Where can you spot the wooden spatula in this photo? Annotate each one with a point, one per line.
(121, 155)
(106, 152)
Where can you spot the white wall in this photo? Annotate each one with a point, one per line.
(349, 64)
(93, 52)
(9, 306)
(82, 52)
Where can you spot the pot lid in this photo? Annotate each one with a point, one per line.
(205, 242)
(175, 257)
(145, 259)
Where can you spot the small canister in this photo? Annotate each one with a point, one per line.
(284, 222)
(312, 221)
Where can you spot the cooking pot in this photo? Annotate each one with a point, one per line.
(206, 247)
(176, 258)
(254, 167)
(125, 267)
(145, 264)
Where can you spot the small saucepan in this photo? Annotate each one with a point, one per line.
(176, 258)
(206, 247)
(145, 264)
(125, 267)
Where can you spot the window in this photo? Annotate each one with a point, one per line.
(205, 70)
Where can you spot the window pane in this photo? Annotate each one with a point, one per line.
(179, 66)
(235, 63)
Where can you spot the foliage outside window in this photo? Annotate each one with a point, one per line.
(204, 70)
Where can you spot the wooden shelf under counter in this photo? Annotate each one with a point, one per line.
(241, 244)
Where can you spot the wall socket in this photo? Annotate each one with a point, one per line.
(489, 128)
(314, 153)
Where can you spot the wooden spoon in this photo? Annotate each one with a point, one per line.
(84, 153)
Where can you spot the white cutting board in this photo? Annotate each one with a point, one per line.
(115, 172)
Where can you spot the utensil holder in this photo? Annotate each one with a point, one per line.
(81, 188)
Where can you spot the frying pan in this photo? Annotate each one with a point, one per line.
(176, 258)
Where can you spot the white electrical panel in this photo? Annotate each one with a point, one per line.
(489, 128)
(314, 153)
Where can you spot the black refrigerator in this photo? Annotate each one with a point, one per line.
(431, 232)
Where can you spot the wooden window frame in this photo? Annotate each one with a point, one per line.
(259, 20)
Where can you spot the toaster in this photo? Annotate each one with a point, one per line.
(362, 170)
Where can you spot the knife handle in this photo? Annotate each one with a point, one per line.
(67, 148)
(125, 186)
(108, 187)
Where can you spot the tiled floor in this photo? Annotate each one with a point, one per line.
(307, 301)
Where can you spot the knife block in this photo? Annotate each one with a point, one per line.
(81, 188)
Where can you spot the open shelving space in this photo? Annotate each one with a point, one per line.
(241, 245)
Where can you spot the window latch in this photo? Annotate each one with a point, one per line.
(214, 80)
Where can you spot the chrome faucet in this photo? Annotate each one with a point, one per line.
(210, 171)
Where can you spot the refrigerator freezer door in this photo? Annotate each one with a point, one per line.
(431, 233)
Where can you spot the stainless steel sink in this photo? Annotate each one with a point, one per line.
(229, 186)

Your task: Starting with the line that contains "Where can you spot the black" and going on through the end of the listing, rewrite those lines with every "refrigerator" switched to "fridge" and nothing else altered.

Result of this task:
Where can you spot the black fridge in this photo? Annotate each one with a point, one per line.
(431, 232)
Where can you spot the wooden window frame in this photo? Annotate each one with a point, one per line.
(259, 20)
Where can you spot the toaster in this photo? Annotate each one with a point, one per line.
(362, 170)
Where can you spot the knife handle in this photo? Annotate each one with a point, one per line.
(67, 148)
(125, 186)
(108, 187)
Where can you spot the tiled floor in this photo? Annotate each one with a point, one per line.
(307, 301)
Where can you spot the knife block in this photo? Annotate each one with a point, one per line.
(81, 188)
Where can you spot the open shelving space in this photo? Annotate each one with a point, one per line.
(241, 245)
Where can you spot the window latch in this photo? Annotate each one with a point, one per line.
(214, 80)
Where can you spot the chrome faucet in this photo? Annotate each one with a point, one per line.
(210, 171)
Where can you spot the fridge freezer door in this photo? Annotate each one with a point, one per line.
(431, 233)
Where can you spot the stainless steel sink in this photo? Annotate each one with a point, one per line.
(229, 186)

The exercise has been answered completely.